### Exercise goal:
Write the data below out again, unchanged.

### Source records:
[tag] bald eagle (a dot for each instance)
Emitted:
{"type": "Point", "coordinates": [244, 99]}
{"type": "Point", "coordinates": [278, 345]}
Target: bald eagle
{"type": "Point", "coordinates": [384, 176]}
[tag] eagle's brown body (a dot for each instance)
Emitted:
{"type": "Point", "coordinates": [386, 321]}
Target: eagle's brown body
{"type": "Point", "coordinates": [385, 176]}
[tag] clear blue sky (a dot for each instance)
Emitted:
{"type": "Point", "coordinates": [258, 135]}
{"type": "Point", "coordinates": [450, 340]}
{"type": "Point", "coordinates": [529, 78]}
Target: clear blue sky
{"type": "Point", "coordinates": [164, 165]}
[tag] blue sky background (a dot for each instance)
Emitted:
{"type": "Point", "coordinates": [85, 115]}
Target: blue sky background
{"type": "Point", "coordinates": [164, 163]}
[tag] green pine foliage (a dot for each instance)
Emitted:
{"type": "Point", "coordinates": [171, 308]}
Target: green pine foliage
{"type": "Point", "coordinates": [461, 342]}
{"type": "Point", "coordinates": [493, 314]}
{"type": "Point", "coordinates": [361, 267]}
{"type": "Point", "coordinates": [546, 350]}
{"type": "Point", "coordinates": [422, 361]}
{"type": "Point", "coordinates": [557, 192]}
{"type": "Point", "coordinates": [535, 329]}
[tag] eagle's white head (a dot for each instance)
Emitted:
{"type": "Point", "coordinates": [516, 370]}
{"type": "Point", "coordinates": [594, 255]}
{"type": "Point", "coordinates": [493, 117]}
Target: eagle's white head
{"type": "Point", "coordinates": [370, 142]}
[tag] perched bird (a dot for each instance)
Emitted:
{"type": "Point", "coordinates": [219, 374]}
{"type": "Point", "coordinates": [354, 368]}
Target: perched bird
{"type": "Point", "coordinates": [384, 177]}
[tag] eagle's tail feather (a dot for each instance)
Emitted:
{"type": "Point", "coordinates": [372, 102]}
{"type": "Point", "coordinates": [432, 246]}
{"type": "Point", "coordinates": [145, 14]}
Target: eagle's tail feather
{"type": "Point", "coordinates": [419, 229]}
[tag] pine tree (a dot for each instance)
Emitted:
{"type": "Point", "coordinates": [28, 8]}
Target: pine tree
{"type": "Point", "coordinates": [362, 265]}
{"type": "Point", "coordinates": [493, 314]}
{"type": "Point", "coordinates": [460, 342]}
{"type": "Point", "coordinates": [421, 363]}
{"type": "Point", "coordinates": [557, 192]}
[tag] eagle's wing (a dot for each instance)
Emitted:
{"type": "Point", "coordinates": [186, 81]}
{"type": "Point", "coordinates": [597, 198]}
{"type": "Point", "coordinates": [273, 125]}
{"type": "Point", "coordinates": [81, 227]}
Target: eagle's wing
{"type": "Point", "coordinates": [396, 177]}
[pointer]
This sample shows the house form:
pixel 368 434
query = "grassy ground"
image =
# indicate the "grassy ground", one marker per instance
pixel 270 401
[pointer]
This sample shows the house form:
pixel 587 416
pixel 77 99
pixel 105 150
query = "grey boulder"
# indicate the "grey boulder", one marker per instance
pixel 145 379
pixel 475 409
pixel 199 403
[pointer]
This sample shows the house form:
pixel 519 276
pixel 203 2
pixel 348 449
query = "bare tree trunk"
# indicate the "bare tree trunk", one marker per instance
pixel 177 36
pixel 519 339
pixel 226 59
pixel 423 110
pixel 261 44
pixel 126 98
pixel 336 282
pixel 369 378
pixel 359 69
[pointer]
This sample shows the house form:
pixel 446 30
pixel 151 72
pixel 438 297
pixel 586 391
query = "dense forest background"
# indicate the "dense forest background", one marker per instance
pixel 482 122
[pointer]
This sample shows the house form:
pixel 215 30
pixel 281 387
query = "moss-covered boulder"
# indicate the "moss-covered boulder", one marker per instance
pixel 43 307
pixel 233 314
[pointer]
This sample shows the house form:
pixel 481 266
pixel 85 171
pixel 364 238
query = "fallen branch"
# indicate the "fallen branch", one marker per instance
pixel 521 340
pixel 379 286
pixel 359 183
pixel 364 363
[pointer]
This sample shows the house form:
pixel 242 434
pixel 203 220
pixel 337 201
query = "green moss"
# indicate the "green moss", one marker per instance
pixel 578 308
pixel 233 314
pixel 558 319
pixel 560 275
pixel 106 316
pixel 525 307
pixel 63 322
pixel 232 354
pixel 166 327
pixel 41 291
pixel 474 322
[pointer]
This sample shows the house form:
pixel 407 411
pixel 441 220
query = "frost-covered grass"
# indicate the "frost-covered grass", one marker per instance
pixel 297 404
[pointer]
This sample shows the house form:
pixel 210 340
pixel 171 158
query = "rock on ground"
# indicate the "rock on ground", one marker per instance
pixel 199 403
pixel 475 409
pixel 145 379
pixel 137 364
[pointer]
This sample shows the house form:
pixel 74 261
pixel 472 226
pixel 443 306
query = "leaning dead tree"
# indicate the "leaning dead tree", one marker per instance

### Written answer:
[tag] bald eagle (a dot for each instance)
Emitted:
{"type": "Point", "coordinates": [244, 99]}
{"type": "Point", "coordinates": [278, 345]}
Target: bald eagle
{"type": "Point", "coordinates": [384, 176]}
[tag] eagle's brown body (a dot for each instance)
Emitted:
{"type": "Point", "coordinates": [386, 321]}
Target: eagle's brown body
{"type": "Point", "coordinates": [385, 176]}
[tag] clear blue sky (a dot for each instance)
Emitted:
{"type": "Point", "coordinates": [258, 135]}
{"type": "Point", "coordinates": [450, 340]}
{"type": "Point", "coordinates": [529, 78]}
Target: clear blue sky
{"type": "Point", "coordinates": [164, 165]}
[tag] blue sky background (a dot for each instance)
Emitted:
{"type": "Point", "coordinates": [85, 115]}
Target: blue sky background
{"type": "Point", "coordinates": [164, 163]}
[tag] green pine foliage (a dot for each instance)
Emitted:
{"type": "Point", "coordinates": [171, 308]}
Target: green pine foliage
{"type": "Point", "coordinates": [461, 342]}
{"type": "Point", "coordinates": [493, 314]}
{"type": "Point", "coordinates": [361, 267]}
{"type": "Point", "coordinates": [546, 350]}
{"type": "Point", "coordinates": [422, 361]}
{"type": "Point", "coordinates": [557, 192]}
{"type": "Point", "coordinates": [535, 329]}
[tag] eagle's white head (a dot for each instance)
Emitted:
{"type": "Point", "coordinates": [516, 370]}
{"type": "Point", "coordinates": [594, 255]}
{"type": "Point", "coordinates": [493, 117]}
Target: eagle's white head
{"type": "Point", "coordinates": [370, 142]}
[tag] perched bird (a dot for each instance)
Emitted:
{"type": "Point", "coordinates": [219, 374]}
{"type": "Point", "coordinates": [354, 368]}
Target: perched bird
{"type": "Point", "coordinates": [384, 177]}
[tag] eagle's tail feather (a dot for each instance)
Emitted:
{"type": "Point", "coordinates": [372, 102]}
{"type": "Point", "coordinates": [432, 246]}
{"type": "Point", "coordinates": [145, 14]}
Target: eagle's tail feather
{"type": "Point", "coordinates": [419, 229]}
[tag] pine tree (a dot for each instance)
Emitted:
{"type": "Point", "coordinates": [28, 8]}
Target: pine tree
{"type": "Point", "coordinates": [362, 265]}
{"type": "Point", "coordinates": [493, 314]}
{"type": "Point", "coordinates": [460, 342]}
{"type": "Point", "coordinates": [421, 363]}
{"type": "Point", "coordinates": [557, 192]}
[tag] eagle's wing (a dot for each instance)
Emitted:
{"type": "Point", "coordinates": [186, 81]}
{"type": "Point", "coordinates": [597, 198]}
{"type": "Point", "coordinates": [273, 125]}
{"type": "Point", "coordinates": [81, 227]}
Target: eagle's wing
{"type": "Point", "coordinates": [396, 177]}
[pointer]
This sample shows the house form:
pixel 368 434
query = "grassy ground"
image =
# indicate the "grassy ground", one marker per instance
pixel 270 401
[pointer]
This sample shows the house form:
pixel 587 416
pixel 77 99
pixel 105 150
query = "grey boulder"
# indicate the "grey boulder", one marker per instance
pixel 145 379
pixel 475 409
pixel 199 403
[pointer]
This sample shows the house form:
pixel 519 276
pixel 203 2
pixel 348 449
query = "bare tree trunk"
# indicate the "bare tree trunk", one marker per instance
pixel 177 36
pixel 519 339
pixel 226 59
pixel 423 110
pixel 261 44
pixel 126 98
pixel 336 282
pixel 369 378
pixel 359 69
[pointer]
This sample shows the house form:
pixel 446 30
pixel 151 72
pixel 438 297
pixel 586 391
query = "dense forest background"
# indicate the "dense forest background", one marker per instance
pixel 482 122
[pointer]
This sample shows the house form:
pixel 215 30
pixel 281 387
query = "moss-covered boulder"
# indicate the "moss-covered boulder", one marker per instance
pixel 43 307
pixel 233 314
[pointer]
This sample shows the house form:
pixel 481 266
pixel 85 171
pixel 364 238
query = "fallen branch"
# indicate the "fallen branch", one marker per instance
pixel 521 340
pixel 379 286
pixel 359 183
pixel 364 363
[pointer]
This sample shows the house form:
pixel 242 434
pixel 203 220
pixel 337 201
query = "green moss"
# indicate the "green moss", one marker per instance
pixel 578 308
pixel 233 314
pixel 558 319
pixel 560 275
pixel 106 316
pixel 525 307
pixel 63 322
pixel 232 354
pixel 166 327
pixel 41 291
pixel 474 322
[pointer]
This sample shows the house form:
pixel 407 411
pixel 441 220
query = "frost-covered grass"
# indicate the "frost-covered grass", one marker per instance
pixel 297 404
[pointer]
This sample shows the house form:
pixel 210 340
pixel 171 158
query = "rock on ground"
# indicate the "rock on ground", one marker per instance
pixel 199 403
pixel 475 409
pixel 145 379
pixel 137 364
[pointer]
This sample shows the house form:
pixel 74 261
pixel 472 226
pixel 443 306
query = "leaning dead tree"
# indicate the "leaning dead tree", one marker per instance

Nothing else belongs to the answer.